*Exercise instructions*
Could you repeat, word for word, every line from the one containing "Prompt = Locate the thin" through the final line of the records below, and nothing else?
---------- Provided entries ----------
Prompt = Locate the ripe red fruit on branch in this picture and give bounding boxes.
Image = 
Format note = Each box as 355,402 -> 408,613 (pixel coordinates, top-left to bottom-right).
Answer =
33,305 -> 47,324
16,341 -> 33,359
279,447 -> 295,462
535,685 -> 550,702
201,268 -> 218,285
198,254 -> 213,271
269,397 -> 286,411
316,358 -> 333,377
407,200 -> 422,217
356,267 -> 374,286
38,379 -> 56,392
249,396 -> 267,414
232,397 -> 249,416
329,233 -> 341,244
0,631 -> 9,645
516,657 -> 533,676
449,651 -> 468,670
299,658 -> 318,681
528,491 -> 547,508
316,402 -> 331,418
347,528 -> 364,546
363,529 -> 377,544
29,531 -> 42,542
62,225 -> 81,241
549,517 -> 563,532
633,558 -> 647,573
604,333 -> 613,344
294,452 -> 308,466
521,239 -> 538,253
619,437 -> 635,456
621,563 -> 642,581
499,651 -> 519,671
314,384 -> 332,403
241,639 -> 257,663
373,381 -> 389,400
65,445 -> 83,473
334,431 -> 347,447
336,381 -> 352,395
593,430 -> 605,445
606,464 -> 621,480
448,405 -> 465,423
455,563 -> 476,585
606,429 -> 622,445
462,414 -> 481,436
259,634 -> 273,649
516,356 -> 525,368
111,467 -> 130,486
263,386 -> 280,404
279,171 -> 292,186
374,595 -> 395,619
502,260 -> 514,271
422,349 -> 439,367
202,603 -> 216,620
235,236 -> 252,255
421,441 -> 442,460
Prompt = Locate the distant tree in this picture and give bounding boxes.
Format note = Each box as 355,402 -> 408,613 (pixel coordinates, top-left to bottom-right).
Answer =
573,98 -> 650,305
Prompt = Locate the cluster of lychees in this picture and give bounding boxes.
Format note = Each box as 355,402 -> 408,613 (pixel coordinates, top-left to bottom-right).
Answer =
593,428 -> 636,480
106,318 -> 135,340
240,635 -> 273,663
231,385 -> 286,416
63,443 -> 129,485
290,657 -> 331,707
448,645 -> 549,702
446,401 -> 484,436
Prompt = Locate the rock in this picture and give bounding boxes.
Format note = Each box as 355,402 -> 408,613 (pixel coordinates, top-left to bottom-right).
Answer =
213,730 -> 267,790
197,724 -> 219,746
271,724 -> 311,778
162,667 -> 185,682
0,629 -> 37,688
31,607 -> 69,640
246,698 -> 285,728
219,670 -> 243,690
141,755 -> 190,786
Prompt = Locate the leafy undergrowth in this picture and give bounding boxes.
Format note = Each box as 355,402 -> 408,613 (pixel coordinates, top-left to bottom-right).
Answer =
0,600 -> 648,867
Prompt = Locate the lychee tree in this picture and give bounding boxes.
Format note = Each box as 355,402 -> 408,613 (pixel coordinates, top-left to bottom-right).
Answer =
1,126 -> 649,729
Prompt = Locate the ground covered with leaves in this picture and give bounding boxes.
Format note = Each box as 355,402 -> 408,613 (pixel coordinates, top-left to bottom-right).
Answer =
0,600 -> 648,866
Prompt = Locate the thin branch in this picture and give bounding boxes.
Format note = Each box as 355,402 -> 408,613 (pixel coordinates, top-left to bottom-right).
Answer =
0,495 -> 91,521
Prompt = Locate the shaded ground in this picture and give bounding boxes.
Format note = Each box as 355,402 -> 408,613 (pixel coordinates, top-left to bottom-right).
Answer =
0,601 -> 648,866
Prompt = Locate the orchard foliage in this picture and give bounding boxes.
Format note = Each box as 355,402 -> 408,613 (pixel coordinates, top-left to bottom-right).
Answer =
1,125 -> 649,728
----------
*Result of this task*
Prompt = Locate the thin branch in this picture and give bounding boxes.
Format note = Each box as 355,402 -> 408,613 (pixel coordinates, top-left to bottom-right).
Answer =
0,495 -> 91,521
Prompt = Locate the shaded ground in this picture and give bounding boxes.
Format note = Each box as 355,402 -> 408,613 (pixel coordinates, top-left to bottom-right).
Answer =
0,601 -> 648,866
Prompt = Locate the orchard foliage in this picture and give bounding boxes.
Format note = Each box as 355,402 -> 408,613 (pixel coordinates, top-left to bottom-right).
Answer =
1,125 -> 649,728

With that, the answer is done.